> Direction: Write the records out again exactly, leaving no images in.

> Records supplied:
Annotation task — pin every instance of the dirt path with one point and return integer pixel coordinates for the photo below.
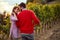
(52, 34)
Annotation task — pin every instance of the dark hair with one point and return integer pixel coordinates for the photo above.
(22, 5)
(15, 8)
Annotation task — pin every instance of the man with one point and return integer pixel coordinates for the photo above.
(26, 21)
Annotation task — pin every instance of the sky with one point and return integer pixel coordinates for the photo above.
(7, 5)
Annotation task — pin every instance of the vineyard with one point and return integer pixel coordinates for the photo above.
(49, 15)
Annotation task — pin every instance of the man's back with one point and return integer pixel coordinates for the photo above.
(25, 21)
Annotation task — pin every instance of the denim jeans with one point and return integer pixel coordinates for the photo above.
(27, 36)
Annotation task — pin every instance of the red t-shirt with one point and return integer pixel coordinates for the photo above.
(26, 21)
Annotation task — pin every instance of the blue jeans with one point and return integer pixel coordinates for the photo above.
(27, 36)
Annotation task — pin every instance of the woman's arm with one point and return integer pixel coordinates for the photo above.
(13, 17)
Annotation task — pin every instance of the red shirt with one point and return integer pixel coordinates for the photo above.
(26, 21)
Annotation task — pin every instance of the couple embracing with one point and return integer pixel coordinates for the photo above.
(22, 23)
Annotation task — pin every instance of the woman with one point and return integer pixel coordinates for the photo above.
(14, 32)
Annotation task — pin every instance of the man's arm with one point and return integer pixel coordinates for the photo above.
(35, 18)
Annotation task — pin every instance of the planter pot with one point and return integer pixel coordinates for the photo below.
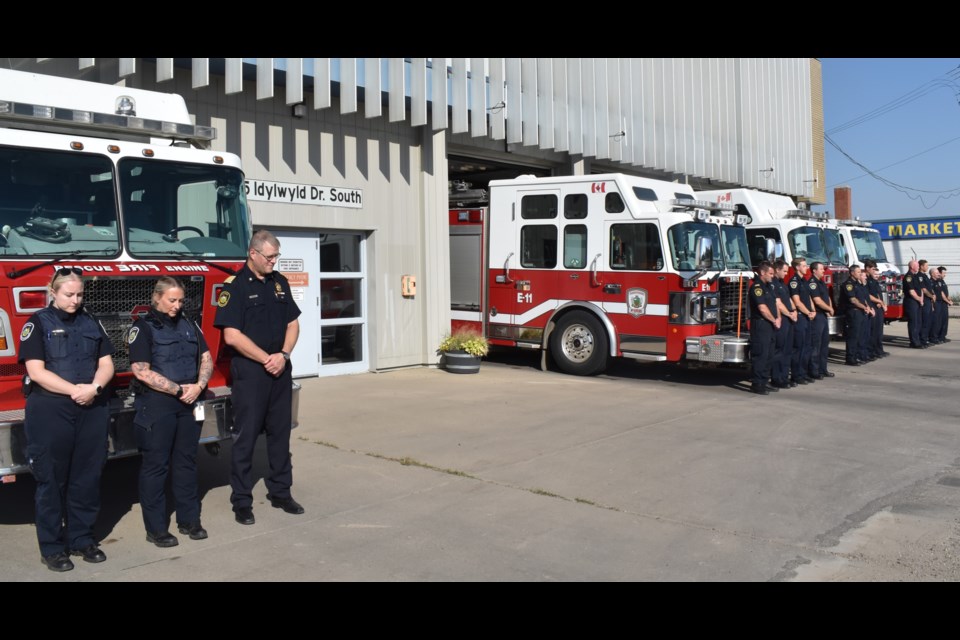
(461, 362)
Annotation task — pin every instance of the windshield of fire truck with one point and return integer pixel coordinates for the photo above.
(682, 239)
(56, 203)
(868, 245)
(174, 208)
(807, 242)
(735, 249)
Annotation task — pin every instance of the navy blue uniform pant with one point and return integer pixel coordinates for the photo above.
(820, 344)
(67, 448)
(853, 330)
(936, 321)
(168, 437)
(260, 403)
(876, 333)
(912, 310)
(761, 351)
(800, 356)
(782, 350)
(926, 320)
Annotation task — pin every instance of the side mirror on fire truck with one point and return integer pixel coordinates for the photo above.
(704, 253)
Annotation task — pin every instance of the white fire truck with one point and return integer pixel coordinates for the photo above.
(862, 242)
(802, 234)
(119, 183)
(586, 268)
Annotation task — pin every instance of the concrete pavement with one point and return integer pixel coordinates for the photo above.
(649, 472)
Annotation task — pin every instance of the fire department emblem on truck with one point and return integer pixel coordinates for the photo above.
(637, 302)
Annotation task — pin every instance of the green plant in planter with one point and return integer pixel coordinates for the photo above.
(464, 340)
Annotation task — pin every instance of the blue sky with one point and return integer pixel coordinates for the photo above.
(906, 107)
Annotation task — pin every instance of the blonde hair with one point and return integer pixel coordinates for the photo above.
(59, 277)
(163, 285)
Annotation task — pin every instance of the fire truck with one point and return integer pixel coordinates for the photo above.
(119, 183)
(862, 242)
(801, 233)
(586, 268)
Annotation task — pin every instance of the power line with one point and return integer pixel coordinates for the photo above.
(952, 193)
(948, 80)
(916, 155)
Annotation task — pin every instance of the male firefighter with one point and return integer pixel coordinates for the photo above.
(944, 308)
(806, 312)
(783, 339)
(820, 340)
(926, 314)
(875, 291)
(913, 303)
(854, 311)
(764, 321)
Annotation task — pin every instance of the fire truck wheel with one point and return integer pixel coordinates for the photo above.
(579, 344)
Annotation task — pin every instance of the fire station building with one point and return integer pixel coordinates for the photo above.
(351, 162)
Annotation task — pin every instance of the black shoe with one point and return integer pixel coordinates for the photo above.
(90, 553)
(58, 562)
(162, 539)
(289, 505)
(194, 530)
(244, 515)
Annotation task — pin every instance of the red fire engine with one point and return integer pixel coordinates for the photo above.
(586, 268)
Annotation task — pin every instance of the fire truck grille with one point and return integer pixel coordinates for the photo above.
(730, 294)
(117, 302)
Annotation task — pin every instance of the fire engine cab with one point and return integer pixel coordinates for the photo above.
(586, 268)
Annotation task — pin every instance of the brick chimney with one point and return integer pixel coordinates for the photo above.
(842, 203)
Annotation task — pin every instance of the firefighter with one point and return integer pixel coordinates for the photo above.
(853, 311)
(802, 301)
(936, 285)
(944, 308)
(259, 320)
(863, 294)
(926, 314)
(913, 303)
(783, 339)
(169, 356)
(67, 355)
(875, 293)
(764, 321)
(820, 331)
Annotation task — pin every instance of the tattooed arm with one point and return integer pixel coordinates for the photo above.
(152, 379)
(206, 370)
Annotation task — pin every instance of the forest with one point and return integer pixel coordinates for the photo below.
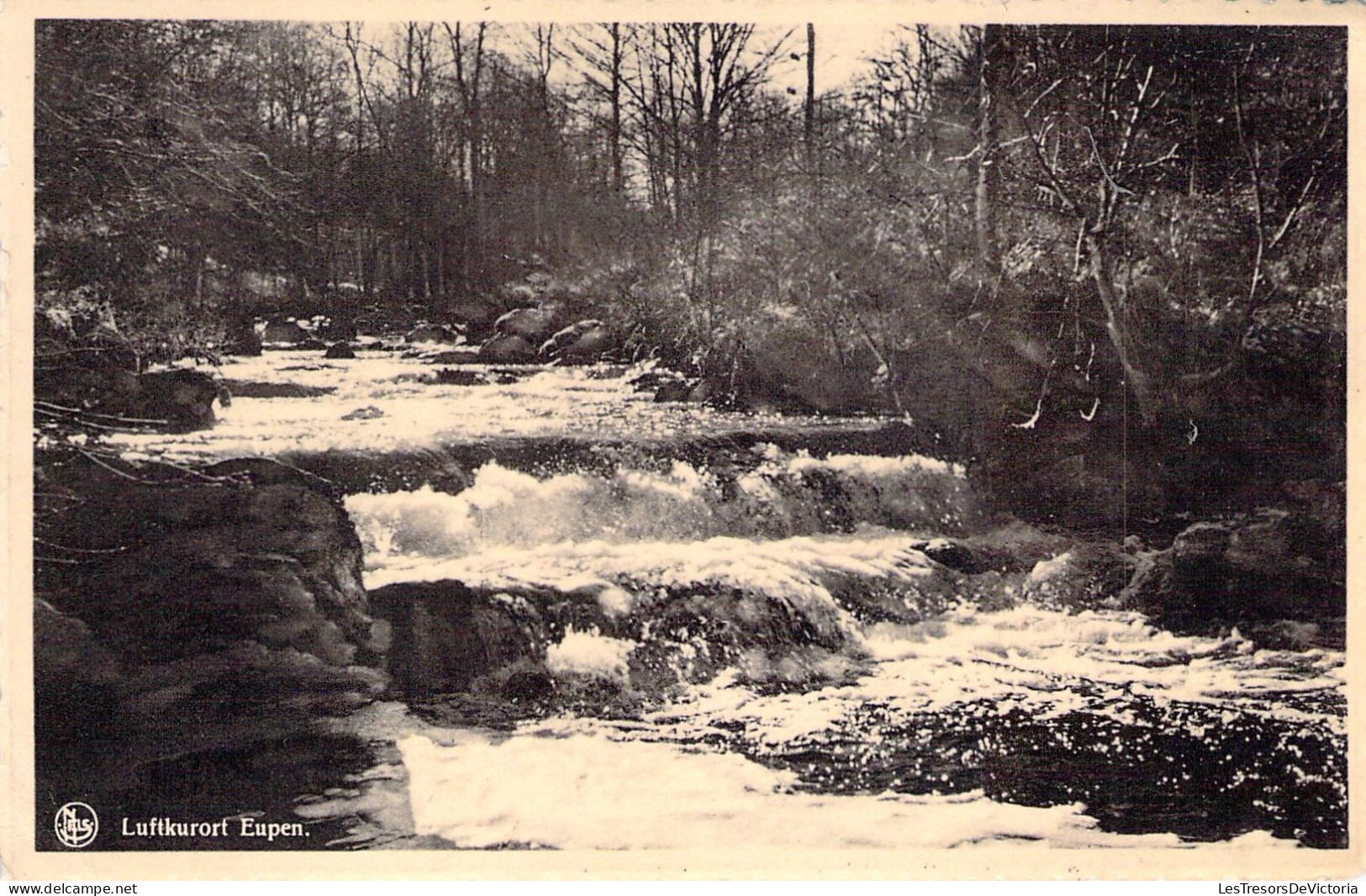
(1081, 260)
(684, 435)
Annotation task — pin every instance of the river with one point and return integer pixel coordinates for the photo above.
(830, 683)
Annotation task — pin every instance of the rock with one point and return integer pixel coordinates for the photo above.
(1088, 575)
(255, 389)
(432, 334)
(673, 391)
(1269, 564)
(284, 334)
(451, 376)
(507, 349)
(446, 635)
(339, 329)
(459, 356)
(955, 555)
(531, 324)
(244, 340)
(194, 568)
(181, 398)
(477, 313)
(209, 616)
(578, 343)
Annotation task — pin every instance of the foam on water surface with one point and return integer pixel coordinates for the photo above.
(421, 414)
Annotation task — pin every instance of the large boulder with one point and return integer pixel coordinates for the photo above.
(179, 400)
(284, 334)
(182, 398)
(214, 615)
(507, 349)
(251, 552)
(432, 334)
(583, 342)
(476, 313)
(531, 324)
(1268, 564)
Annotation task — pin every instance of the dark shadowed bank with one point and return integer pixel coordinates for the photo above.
(1104, 268)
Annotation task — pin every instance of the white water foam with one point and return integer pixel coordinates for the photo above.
(581, 790)
(570, 402)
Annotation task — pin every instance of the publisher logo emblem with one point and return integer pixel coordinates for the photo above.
(76, 825)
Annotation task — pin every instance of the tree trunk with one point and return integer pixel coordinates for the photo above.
(809, 124)
(1137, 382)
(987, 161)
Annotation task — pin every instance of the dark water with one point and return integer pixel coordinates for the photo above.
(828, 683)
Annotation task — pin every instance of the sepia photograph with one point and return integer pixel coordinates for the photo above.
(664, 435)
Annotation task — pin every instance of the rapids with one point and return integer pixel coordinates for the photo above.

> Full output:
Annotation task — pin every instance of the dirt path with one point and return integer pixel coordinates for the photo below.
(52, 34)
Annotation task — pin every instance of the dark hair with one point and return integer pixel coordinates for the photo above.
(22, 5)
(15, 8)
Annotation task — pin every instance of the man with one point and return integer pixel coordinates for the photo above.
(26, 21)
Annotation task — pin every instance of the sky with one point and return integer pixel coordinates for the photo above.
(7, 5)
Annotation task — pin every instance of the vineyard with one point and return integer pixel coordinates for the photo above.
(49, 15)
Annotation task — pin every instance of the man's back with one point and return integer pixel coordinates for the photo above.
(25, 21)
Annotation task — pin every instance of the denim jeans with one point and return integer pixel coordinates for the photo above.
(27, 36)
Annotation task — pin every instance of the red t-shirt with one point and return integer pixel coordinates for the photo above.
(26, 21)
Annotation task — pin every instance of the blue jeans with one point and return integer pixel coordinates for the photo above.
(27, 36)
Annotation task — pin every instance of the woman's arm with one point and return integer pixel coordinates for the photo above.
(13, 17)
Annotation task — pin every instance of the red shirt with one point and return integer pixel coordinates for the photo above.
(26, 21)
Annotation task — pin every instance of the couple embracing with one point and return integer pixel coordinates for the photo above.
(22, 23)
Annotation task — pin every instance of the woman with one point and return integer pixel coordinates for the photo above.
(14, 32)
Annotation task — pin every instance of the man's arm with one point and return integer pixel coordinates for the photo above.
(35, 18)
Annotation task — pin every instance of the planter pot with one point and return integer pixel coordinates for the photo below.
(461, 362)
Annotation task — pin every instance of the windshield of fire truck with one point and return integer pixel coordinates for the photo above.
(682, 239)
(56, 203)
(868, 245)
(174, 208)
(807, 242)
(735, 249)
Annotation task — pin every instance of the navy blue uniform pant with one point and return integer pixel coordinates for the photo above.
(820, 344)
(67, 448)
(853, 330)
(936, 321)
(168, 437)
(260, 403)
(876, 333)
(912, 310)
(761, 351)
(800, 356)
(782, 350)
(926, 320)
Annotation task — pin every instance of the side mirror on fire truck with one point and return integer pixel coordinates for the photo above.
(704, 253)
Annotation task — pin every instance of the white fire truck with one point and return integer pixel coordinates for the photo above.
(862, 242)
(802, 234)
(119, 183)
(586, 268)
Annotation task — pin every instance of the concrete pavement with one point and return integer pixel coordinates for the photo above.
(649, 472)
Annotation task — pin every instance of the fire department emblem on truck with one point and return integer pixel coordinates for the photo above.
(637, 302)
Annotation task — pin every instance of the green plant in planter with one point and return integer pixel coordinates for the photo above.
(464, 340)
Annotation task — pin every instance of the blue sky with one point and return integer pixel coordinates for the photo above.
(906, 107)
Annotation task — pin every instance of the blonde hair with one point and return integer pixel coordinates for the photo above.
(59, 277)
(163, 285)
Annotation task — pin every instance of the fire truck with one point and return integer pixel coordinates for the photo above.
(119, 183)
(862, 242)
(801, 233)
(586, 268)
Annotation task — pin every instance of the power line with one point and return integer pixel coordinates for the photo above.
(952, 193)
(948, 80)
(916, 155)
Annotation task — pin every instance of the male firefighter with one point and return integer pixel coordinates for the photo above.
(944, 308)
(806, 312)
(783, 339)
(820, 340)
(926, 314)
(875, 291)
(913, 303)
(854, 311)
(764, 321)
Annotation task — pin every instance of the fire truck wheel with one point and return integer pixel coordinates for the photo above.
(579, 344)
Annotation task — pin every instance of the fire station building with one point and return integer pixel coordinates for the photo above.
(351, 162)
Annotation task — pin every instance of the black shoe with one point and return integer pixel coordinates for the photo above.
(90, 553)
(58, 562)
(162, 539)
(289, 505)
(194, 530)
(244, 515)
Annotation task — pin every instance of the red fire engine with one point and return integer pixel coordinates for the photo above.
(586, 268)
Annotation task — pin every instance of the fire truck grille with one point and return integer pixel coordinates for the photo above.
(730, 294)
(117, 302)
Annotation task — pin every instance of the fire engine cab with one point and return integer pixel coordinates for the photo above.
(586, 268)
Annotation task — pin every instance of the brick chimney with one point and return integer pixel coordinates for the photo above.
(842, 203)
Annotation task — pin every instance of the firefighter with one point and return integer pixel coordinates for the photo above.
(853, 311)
(802, 301)
(936, 285)
(944, 308)
(259, 320)
(863, 294)
(926, 314)
(913, 303)
(783, 339)
(169, 356)
(67, 355)
(875, 293)
(764, 321)
(820, 331)
Annotation task — pin every instance of the tattooed arm with one point and return integer pixel coordinates for the photo above.
(152, 379)
(206, 370)
Annotation task — pin every instance of the forest with one point and return integer pixel coordinates for the photo below.
(1081, 260)
(684, 435)
Annotation task — pin every instance of the river with one point and return integer pixel coordinates for the photo above.
(830, 683)
Annotation task — pin every instance of the rock with one point and return integer pixel coordinates for the photo above.
(1088, 575)
(255, 389)
(432, 334)
(673, 391)
(1269, 564)
(284, 334)
(451, 376)
(507, 349)
(446, 635)
(339, 329)
(459, 356)
(955, 555)
(531, 324)
(244, 340)
(194, 568)
(181, 398)
(477, 313)
(209, 616)
(578, 343)
Annotation task — pin every instance of the foam on water surface with one point and return integer pixel coordinates for the photo above.
(421, 414)
Annotation task — pin every instance of the large boulder with one point and return integer pixel coordinates for the photo above.
(179, 400)
(284, 334)
(182, 398)
(214, 615)
(507, 349)
(251, 552)
(432, 334)
(583, 342)
(476, 313)
(531, 324)
(1268, 564)
Annotation task — pin every instance of the dark shadowed bank with one point and return integer pixel coordinates for the photo above.
(1104, 268)
Annotation task — pin every instance of the white water foam with one point and return integer pixel coordinates for the photo above.
(581, 790)
(570, 402)
Annotation task — pin every instance of the publisher logo emblem with one point and return integer pixel coordinates for the photo above.
(76, 825)
Annotation task — pin every instance of the tree trunk with one point and return integer pixel coordinates for the photo above.
(809, 124)
(1137, 382)
(987, 161)
Annotation task — pin every instance of the dark water with one point and return integer pixel coordinates for the photo above.
(828, 683)
Annotation task — pin every instance of the sepia photograph with one point and return integer pixel coordinates for the photo above.
(664, 435)
Annotation task — pin every instance of the rapids with one point and return integer pixel coordinates for the photo above.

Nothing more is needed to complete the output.